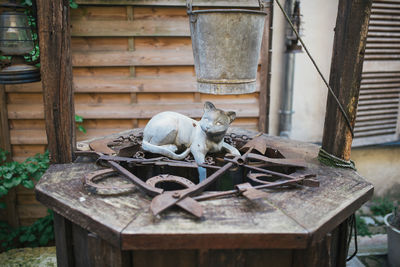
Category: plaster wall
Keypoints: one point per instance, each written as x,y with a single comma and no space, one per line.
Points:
381,166
309,99
378,164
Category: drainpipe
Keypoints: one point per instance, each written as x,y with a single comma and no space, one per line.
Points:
292,47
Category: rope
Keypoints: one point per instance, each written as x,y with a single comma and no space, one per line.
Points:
352,225
332,160
318,70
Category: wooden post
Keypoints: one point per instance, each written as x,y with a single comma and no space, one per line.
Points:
5,144
56,70
347,61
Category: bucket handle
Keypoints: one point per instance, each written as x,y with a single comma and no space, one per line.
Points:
189,5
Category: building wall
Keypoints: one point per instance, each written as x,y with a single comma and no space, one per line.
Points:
378,164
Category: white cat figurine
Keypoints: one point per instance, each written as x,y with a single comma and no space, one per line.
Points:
168,131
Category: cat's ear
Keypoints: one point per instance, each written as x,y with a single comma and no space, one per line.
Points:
231,115
208,106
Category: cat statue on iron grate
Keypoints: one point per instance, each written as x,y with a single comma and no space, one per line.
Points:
167,132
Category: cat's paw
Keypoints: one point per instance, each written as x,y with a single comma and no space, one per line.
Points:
171,147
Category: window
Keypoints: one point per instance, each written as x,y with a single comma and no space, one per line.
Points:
378,119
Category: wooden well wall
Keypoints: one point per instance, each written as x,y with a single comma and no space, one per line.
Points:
131,60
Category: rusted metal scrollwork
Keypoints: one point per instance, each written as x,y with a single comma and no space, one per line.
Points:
258,168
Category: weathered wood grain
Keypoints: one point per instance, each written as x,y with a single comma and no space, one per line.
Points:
94,213
286,219
133,58
5,144
102,254
56,73
236,3
345,75
141,111
149,27
63,237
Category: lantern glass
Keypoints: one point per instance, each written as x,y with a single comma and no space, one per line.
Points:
15,34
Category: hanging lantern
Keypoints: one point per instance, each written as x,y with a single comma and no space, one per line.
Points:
292,42
16,41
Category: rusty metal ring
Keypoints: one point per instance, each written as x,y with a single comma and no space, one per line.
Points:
92,187
153,181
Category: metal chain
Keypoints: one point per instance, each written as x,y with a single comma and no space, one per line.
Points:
318,70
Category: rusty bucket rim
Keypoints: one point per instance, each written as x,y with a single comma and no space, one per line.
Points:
229,11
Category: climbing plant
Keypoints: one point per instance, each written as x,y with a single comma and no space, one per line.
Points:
13,174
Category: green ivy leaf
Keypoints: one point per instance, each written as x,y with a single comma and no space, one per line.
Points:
37,175
73,4
32,168
17,180
43,240
7,175
81,128
3,191
78,118
23,238
31,237
8,184
28,184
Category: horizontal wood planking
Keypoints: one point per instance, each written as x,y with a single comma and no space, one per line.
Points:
176,27
237,3
107,46
128,58
103,84
139,111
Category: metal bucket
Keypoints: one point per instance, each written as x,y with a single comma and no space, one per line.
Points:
226,47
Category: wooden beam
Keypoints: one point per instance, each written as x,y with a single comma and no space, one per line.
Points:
56,70
347,62
5,144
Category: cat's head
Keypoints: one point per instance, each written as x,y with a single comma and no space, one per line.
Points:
215,122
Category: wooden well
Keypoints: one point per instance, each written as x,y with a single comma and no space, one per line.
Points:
300,227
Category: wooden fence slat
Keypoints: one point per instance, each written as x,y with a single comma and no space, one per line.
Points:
234,3
5,144
140,111
135,84
143,27
160,57
101,84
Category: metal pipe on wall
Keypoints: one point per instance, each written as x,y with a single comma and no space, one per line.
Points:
292,7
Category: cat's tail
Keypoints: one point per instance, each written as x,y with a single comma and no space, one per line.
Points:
164,151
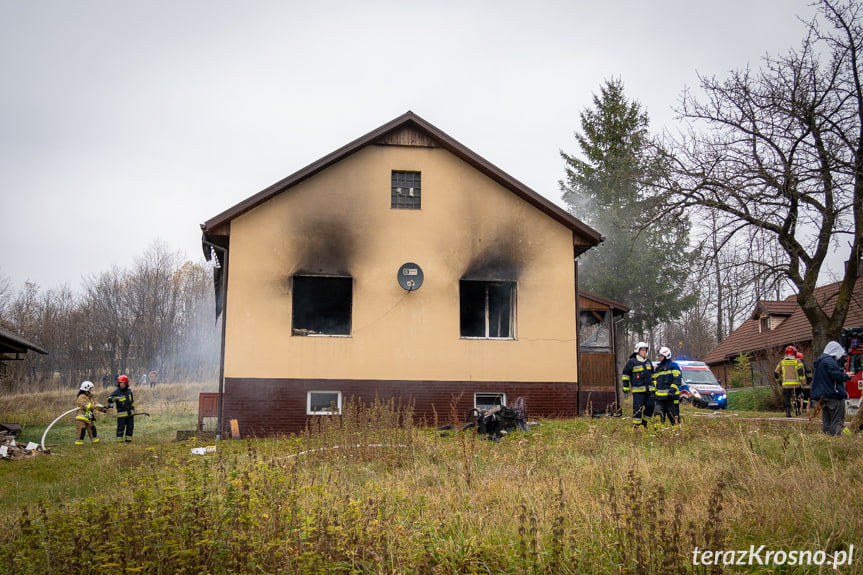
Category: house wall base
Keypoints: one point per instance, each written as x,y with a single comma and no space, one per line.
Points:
268,407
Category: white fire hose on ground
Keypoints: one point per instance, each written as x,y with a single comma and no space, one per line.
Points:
52,423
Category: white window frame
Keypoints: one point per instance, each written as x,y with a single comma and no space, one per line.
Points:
513,287
500,394
325,411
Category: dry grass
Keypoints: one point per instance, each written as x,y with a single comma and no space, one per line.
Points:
575,496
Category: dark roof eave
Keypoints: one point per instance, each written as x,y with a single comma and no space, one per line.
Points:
21,345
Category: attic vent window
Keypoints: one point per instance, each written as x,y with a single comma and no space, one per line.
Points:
405,191
321,305
487,309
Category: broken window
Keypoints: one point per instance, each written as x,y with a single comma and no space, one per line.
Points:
324,403
406,190
595,330
322,305
487,309
486,401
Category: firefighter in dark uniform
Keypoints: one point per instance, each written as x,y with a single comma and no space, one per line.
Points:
638,379
667,379
124,401
791,374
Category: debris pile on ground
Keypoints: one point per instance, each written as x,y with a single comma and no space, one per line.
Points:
12,450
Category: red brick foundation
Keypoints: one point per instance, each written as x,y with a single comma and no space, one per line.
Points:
267,407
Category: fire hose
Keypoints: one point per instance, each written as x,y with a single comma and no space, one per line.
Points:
59,417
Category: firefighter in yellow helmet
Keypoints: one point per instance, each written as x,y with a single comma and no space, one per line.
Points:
791,374
84,417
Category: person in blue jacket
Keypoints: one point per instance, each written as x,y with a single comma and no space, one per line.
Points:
828,388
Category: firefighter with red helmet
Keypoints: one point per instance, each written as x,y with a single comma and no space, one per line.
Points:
791,374
124,401
85,419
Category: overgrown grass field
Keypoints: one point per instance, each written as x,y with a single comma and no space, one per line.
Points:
371,493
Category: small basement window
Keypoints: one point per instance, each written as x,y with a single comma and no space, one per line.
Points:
405,191
487,309
324,403
321,305
485,400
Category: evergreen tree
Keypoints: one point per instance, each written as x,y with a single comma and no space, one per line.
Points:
645,257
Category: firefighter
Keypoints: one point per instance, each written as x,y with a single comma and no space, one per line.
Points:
805,387
124,401
84,417
667,379
791,374
638,378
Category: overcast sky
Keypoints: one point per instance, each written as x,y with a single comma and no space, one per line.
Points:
125,122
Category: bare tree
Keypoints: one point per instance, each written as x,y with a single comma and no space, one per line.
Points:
782,158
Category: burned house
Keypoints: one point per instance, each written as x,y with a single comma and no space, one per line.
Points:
401,265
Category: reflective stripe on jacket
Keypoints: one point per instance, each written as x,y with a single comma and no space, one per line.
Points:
790,372
637,375
667,379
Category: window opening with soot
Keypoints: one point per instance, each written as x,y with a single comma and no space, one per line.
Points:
487,309
321,305
406,191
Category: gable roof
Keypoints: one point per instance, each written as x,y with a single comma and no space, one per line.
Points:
795,329
616,307
784,308
413,130
11,343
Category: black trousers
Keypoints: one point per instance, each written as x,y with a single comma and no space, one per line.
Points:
667,406
832,416
125,427
789,396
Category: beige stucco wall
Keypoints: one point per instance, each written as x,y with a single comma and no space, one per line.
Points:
340,222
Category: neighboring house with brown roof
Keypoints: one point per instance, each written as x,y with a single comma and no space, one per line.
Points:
12,347
774,325
402,265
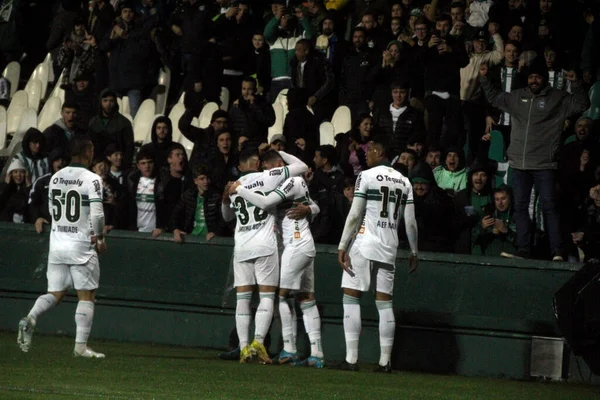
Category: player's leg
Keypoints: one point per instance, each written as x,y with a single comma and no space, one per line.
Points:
86,278
59,280
384,278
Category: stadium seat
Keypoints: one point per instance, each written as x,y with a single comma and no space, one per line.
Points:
12,73
50,113
2,127
164,80
16,108
277,127
224,99
175,114
326,134
206,114
34,93
342,120
142,123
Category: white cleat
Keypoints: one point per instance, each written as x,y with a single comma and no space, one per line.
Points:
26,329
88,353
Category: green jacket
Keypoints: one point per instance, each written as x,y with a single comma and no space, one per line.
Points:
283,47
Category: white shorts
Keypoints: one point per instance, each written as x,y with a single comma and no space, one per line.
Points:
81,276
258,271
297,271
366,271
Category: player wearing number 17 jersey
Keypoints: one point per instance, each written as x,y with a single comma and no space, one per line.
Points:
255,256
76,207
383,195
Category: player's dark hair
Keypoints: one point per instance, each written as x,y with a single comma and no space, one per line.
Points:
328,151
79,145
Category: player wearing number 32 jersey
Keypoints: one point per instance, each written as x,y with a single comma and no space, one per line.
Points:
255,255
75,202
382,197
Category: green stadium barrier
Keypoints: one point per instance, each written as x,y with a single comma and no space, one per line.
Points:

## DIRECTIVE:
For this exercise, please retype exactly the lines in the listing from the line with "Category: green jacket" through its last line, both ends included.

## WRITTEN RESPONSE:
Category: green jacket
Keypoints: one point per instance, each written as x,y with a single comma and no space, one per line.
Points:
283,47
Category: white shorts
Keypoints: one point per instance, each written as x,y with a single comma and no space, one per line.
Points:
81,276
258,271
297,271
366,271
Category: player wearing number 17 jersey
Keypoints: one point per instance, each written as x,y with a single comma and no space, one per line.
Points:
255,256
76,207
383,195
Category: player's dark hair
Keypoints: one point per instance, each written as x,y with a single comma and no space, one per line.
Points:
328,151
79,145
Category: player wearing number 32 jersey
Keypoints: one point per instance, each written as x,y with a single comma and no space, one per line.
Points:
255,255
75,202
382,197
Category: green stadium barrier
Keypoints: one point per instance, each written as x,y with a single comma and no space, one per line.
Points:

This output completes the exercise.